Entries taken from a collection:
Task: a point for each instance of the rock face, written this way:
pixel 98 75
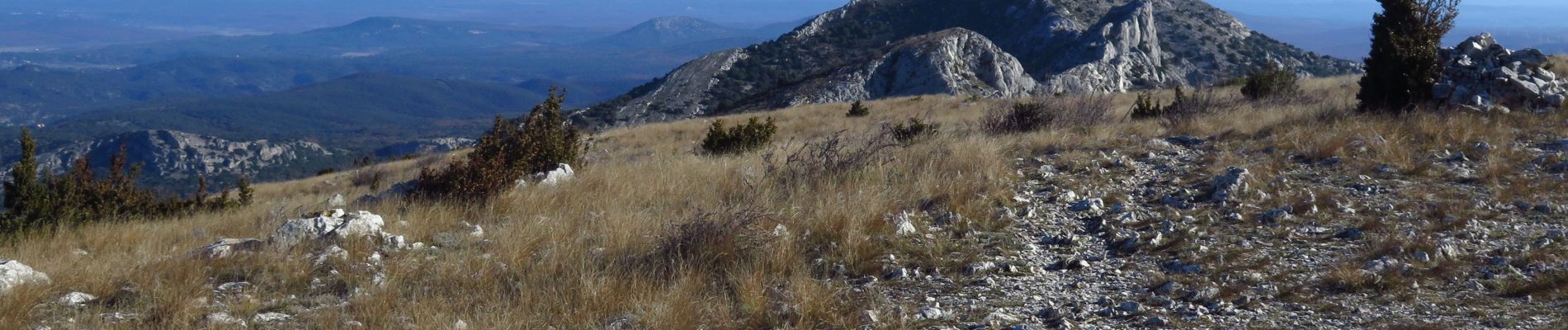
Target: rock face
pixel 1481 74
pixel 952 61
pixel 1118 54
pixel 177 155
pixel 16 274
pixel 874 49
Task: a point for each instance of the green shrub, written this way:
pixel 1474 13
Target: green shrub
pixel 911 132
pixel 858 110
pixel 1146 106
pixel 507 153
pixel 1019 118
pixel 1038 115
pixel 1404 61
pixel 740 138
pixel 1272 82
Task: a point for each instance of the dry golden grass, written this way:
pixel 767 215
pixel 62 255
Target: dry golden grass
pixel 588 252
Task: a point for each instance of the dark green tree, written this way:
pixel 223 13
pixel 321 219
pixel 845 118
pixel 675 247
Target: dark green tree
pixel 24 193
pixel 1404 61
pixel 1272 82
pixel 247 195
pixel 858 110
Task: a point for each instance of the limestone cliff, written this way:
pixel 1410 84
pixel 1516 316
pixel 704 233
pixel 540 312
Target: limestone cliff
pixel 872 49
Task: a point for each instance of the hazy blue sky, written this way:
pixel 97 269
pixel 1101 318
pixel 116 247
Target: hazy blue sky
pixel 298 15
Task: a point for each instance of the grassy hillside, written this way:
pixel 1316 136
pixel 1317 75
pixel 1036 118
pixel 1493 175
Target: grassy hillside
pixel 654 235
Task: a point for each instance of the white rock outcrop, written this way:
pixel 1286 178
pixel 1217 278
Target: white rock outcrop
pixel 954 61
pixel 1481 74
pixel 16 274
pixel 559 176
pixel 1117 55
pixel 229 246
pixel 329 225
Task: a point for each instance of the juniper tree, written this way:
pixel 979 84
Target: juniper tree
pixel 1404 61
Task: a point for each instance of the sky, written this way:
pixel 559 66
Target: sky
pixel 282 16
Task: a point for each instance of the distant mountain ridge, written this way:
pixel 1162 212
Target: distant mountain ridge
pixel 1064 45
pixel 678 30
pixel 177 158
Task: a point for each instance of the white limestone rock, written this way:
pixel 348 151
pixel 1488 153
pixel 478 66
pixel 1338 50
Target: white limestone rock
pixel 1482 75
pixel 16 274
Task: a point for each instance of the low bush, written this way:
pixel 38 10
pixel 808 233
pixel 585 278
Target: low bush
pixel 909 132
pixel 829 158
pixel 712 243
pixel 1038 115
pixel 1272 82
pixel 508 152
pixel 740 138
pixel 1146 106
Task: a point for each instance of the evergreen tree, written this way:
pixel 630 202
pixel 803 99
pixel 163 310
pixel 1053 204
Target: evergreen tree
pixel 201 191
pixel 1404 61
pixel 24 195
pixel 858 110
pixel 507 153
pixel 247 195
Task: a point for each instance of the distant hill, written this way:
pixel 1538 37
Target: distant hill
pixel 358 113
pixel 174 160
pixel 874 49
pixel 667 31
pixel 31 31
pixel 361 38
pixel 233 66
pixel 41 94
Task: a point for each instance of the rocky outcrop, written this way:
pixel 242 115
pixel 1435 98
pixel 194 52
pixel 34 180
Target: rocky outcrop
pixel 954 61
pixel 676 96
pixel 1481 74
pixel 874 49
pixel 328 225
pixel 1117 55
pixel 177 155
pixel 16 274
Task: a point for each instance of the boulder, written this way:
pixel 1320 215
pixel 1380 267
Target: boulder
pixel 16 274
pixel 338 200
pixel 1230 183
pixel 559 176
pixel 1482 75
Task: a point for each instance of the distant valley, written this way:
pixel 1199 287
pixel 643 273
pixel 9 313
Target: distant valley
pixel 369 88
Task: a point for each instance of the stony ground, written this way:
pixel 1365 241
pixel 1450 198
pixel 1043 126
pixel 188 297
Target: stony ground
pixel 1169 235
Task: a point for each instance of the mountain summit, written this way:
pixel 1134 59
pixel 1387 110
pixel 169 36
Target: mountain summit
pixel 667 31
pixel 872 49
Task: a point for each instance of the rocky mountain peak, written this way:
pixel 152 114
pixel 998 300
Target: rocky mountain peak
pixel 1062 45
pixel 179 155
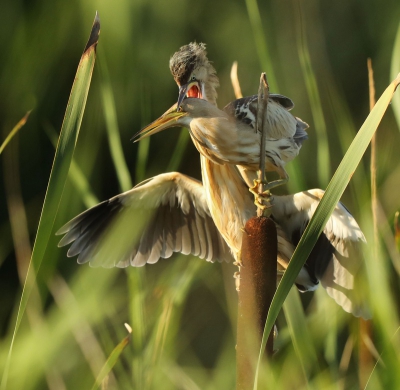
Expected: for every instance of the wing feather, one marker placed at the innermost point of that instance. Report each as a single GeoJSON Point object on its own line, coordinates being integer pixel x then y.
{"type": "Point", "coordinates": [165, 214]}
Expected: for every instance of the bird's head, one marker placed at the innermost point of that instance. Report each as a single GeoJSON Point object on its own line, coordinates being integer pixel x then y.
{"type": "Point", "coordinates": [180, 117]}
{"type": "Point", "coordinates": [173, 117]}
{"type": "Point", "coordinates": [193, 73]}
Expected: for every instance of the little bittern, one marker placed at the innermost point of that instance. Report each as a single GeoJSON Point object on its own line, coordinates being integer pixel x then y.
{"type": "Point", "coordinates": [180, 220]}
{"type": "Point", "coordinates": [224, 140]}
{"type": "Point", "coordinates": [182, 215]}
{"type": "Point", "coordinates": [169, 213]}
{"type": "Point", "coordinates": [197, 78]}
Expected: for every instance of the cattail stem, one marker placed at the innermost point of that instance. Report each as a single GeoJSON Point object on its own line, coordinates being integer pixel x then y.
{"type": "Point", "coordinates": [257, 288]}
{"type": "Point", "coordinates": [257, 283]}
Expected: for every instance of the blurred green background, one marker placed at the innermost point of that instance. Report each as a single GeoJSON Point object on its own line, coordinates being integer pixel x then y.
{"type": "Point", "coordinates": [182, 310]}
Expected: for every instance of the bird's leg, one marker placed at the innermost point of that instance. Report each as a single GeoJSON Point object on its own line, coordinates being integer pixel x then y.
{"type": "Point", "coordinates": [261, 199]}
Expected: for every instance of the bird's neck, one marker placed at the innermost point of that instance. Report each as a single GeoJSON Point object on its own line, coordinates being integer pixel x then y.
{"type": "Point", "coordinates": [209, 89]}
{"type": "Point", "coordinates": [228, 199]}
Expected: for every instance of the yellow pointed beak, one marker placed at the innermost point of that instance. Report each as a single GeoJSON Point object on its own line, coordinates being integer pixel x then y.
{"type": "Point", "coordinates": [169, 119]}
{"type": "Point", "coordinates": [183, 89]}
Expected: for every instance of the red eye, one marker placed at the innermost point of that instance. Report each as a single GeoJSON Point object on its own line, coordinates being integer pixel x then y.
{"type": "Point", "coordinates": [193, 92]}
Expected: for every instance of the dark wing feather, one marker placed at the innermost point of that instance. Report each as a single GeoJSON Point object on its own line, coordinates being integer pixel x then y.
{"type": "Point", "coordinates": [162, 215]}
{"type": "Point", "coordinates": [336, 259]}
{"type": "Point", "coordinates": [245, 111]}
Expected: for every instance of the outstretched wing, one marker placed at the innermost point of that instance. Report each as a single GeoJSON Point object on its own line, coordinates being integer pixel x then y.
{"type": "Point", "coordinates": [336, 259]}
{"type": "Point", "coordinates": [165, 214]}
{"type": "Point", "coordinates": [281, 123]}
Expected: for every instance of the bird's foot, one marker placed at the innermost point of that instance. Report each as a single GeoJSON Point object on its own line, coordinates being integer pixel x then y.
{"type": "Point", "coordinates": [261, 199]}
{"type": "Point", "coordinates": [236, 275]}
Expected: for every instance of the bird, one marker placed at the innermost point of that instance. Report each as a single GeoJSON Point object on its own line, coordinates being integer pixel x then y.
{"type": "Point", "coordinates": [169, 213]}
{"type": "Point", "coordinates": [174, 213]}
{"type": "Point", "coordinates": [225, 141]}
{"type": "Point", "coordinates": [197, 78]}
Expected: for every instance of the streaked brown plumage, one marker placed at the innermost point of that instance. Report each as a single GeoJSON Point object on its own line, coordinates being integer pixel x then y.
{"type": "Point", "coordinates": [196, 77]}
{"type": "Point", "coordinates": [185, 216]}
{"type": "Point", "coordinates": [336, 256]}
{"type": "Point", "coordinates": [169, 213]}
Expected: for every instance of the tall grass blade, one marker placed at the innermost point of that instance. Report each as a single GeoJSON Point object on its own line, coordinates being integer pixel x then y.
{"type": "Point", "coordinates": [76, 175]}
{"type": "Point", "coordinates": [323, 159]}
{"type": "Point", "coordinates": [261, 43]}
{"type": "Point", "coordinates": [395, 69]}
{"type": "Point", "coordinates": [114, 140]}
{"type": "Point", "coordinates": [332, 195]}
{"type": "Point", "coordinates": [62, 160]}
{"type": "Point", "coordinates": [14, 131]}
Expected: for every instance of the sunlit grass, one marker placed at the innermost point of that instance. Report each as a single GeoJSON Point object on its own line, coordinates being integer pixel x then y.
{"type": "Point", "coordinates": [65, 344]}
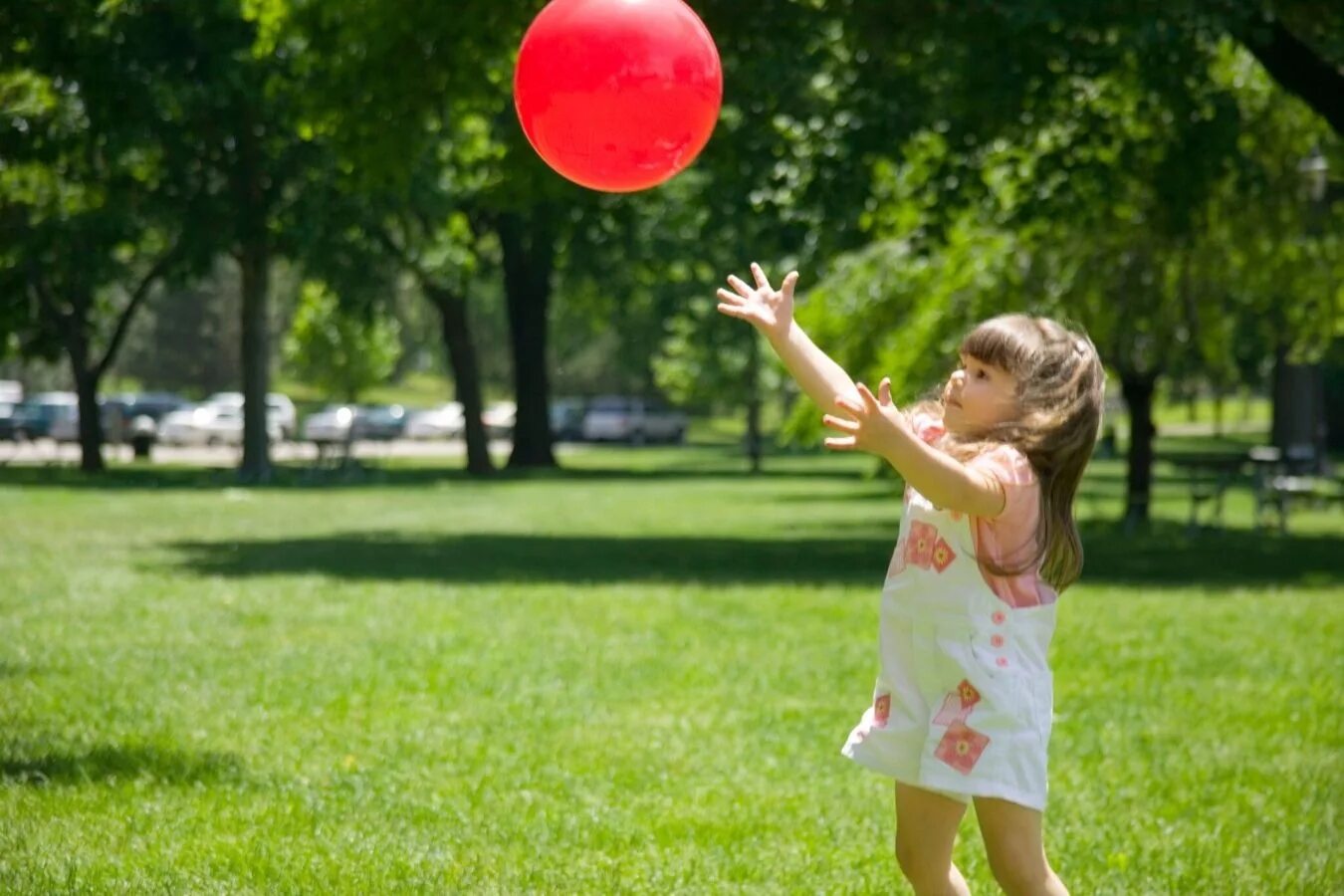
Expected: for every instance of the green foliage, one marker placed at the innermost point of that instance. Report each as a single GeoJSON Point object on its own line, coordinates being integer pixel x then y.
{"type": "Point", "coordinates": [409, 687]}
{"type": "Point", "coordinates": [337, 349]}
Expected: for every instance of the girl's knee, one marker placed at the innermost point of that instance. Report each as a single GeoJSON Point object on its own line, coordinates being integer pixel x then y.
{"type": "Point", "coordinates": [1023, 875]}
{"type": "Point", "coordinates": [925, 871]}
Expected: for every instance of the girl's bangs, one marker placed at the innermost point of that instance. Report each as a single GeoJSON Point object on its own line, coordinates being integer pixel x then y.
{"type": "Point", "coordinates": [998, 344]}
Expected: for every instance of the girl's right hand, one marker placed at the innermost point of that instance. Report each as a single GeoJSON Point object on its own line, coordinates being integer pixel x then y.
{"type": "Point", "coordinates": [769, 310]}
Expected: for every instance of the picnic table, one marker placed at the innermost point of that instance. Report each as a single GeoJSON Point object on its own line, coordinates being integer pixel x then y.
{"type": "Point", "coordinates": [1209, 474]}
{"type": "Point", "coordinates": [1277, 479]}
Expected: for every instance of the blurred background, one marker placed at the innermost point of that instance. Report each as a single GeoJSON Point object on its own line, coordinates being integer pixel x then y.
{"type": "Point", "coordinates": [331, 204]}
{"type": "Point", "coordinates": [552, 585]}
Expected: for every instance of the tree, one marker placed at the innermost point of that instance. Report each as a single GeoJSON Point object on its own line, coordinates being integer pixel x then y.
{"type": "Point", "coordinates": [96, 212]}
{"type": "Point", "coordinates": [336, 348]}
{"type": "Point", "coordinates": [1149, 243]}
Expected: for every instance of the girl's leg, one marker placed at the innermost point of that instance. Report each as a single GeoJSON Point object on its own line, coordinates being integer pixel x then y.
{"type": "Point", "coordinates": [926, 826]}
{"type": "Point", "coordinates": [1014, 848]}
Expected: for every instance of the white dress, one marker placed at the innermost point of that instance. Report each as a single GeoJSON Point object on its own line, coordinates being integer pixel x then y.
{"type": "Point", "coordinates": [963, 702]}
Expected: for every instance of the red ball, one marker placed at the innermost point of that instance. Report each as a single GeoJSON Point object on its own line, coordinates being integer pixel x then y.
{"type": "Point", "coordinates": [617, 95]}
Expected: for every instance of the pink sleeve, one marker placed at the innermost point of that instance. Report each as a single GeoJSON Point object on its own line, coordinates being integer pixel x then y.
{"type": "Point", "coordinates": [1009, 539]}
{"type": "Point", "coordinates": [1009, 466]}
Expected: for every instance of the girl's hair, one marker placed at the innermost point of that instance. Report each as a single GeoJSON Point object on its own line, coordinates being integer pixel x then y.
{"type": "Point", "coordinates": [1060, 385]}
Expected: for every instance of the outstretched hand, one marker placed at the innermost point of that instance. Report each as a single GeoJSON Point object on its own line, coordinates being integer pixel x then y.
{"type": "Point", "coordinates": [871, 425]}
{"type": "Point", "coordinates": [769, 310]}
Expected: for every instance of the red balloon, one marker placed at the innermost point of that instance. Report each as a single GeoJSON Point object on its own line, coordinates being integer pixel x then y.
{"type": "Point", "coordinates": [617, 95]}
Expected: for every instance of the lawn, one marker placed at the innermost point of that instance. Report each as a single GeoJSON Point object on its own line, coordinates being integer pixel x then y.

▸ **WHAT YOU WILL DO**: The answer is the line containing "Expected: for every instance of the outstretched hand, one" together with every line after it in the records, repeated exactly and with nothing else.

▸ **WRITTEN SOLUTION**:
Expected: for every instance of the outstretched hand, one marker placed at the innermost point of that instance. Report each as a single GeoJSON Point object on its own line, coordinates being integer pixel x then y.
{"type": "Point", "coordinates": [871, 425]}
{"type": "Point", "coordinates": [769, 310]}
Expected: for every instance of the red balloon, one marker placed at the innermost point of that instance. Report each as a single GeoJSON Point object on its own line, coordinates being integer pixel x then y.
{"type": "Point", "coordinates": [617, 95]}
Expected: for every instance of the lawn, one marker placed at the innermost point of that instance. Report each as a single GeoJSON Point object on its own line, coordinates being integer pixel x then y.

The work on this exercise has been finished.